━━ SELECTED EXCERPT
Yield-bearing stablecoins expanded rapidly over the past six months, according to Messari. The research firm reported that these tokens grew 15 times faster than the broader stablecoin market. However, US lawmakers remain divided over how federal law should treat crypto-linked yield.

Messari published its findings on Thursday and outlined sharp market cap increases across major tokens. The report showed that yield-bearing products attracted rising demand while the overall stablecoin market grew modestly. Meanwhile, lawmakers continue to debate provisions in pending digital asset legislation.

USYC and USDG Lead Growth in Stablecoins Segment

Circle’s USYC recorded a 198% increase in market capitalization over six months. Paxos’ Global Dollar (USDG) posted a 169% rise during the same period. Messari stated that these gains far outpaced the 9% growth in the broader stablecoin market.
━━━━
━━ SUPPLIED RECORDS
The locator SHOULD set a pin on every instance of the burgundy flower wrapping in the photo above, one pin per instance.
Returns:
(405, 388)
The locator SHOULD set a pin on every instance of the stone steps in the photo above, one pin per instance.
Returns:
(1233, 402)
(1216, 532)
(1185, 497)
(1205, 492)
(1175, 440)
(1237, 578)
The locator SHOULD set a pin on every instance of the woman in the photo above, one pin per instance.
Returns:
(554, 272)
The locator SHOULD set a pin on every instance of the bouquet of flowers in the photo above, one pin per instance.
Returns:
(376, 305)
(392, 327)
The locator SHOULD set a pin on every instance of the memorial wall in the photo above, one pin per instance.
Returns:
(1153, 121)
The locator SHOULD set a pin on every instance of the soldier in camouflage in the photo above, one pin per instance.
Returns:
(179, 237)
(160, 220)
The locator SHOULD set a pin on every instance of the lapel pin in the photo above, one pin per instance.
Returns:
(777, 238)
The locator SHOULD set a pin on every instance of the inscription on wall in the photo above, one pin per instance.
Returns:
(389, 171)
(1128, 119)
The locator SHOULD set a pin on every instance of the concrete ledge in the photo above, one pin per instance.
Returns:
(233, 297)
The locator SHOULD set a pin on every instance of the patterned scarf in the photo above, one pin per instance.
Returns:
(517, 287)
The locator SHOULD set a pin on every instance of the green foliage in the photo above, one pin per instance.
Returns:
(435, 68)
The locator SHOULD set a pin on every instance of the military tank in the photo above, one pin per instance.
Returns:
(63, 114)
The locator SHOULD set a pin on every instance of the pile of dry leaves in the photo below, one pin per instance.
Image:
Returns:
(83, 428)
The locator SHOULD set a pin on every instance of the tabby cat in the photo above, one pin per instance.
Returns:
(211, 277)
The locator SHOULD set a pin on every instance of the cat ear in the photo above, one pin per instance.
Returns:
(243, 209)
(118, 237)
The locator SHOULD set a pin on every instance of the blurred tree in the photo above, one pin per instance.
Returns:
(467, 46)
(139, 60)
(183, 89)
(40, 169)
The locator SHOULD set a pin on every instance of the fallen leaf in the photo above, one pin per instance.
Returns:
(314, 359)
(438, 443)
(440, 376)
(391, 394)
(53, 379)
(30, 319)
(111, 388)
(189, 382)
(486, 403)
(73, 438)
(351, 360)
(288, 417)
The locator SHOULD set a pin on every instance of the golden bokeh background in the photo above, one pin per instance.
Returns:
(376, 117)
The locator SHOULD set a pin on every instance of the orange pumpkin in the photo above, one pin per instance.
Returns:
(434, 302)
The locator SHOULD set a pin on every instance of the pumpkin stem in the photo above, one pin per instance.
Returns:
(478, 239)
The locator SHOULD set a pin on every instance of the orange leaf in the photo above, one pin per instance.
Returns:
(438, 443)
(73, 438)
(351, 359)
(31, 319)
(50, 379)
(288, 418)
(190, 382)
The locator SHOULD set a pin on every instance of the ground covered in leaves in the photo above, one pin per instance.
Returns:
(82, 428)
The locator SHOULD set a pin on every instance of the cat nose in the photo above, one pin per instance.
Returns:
━━━━
- LIST OF TASKS:
A: Based on the text about yield-bearing stablecoins, decide whether each statement agrees with it. Answer yes or no for each and quote the words of the text that decide it.
(i) Messari published its findings on Thursday.
(ii) Paxos’ Global Dollar (USDG) rose 198% in market capitalization over six months.
(iii) US lawmakers agree on how federal law should treat crypto-linked yield.
B: Collect every line of the records that contains the string "leaf". Case counts.

- SOLUTION SET:
A:
(i) Yes: "Messari published its findings on Thursday"
(ii) No: "Paxos’ Global Dollar (USDG) posted a 169% rise during the same period."
(iii) No: "US lawmakers remain divided over how federal law should treat crypto-linked yield."

B:
The locator SHOULD set a pin on every instance of the fallen leaf in the photo above, one pin per instance.
The locator SHOULD set a pin on every instance of the orange leaf in the photo above, one pin per instance.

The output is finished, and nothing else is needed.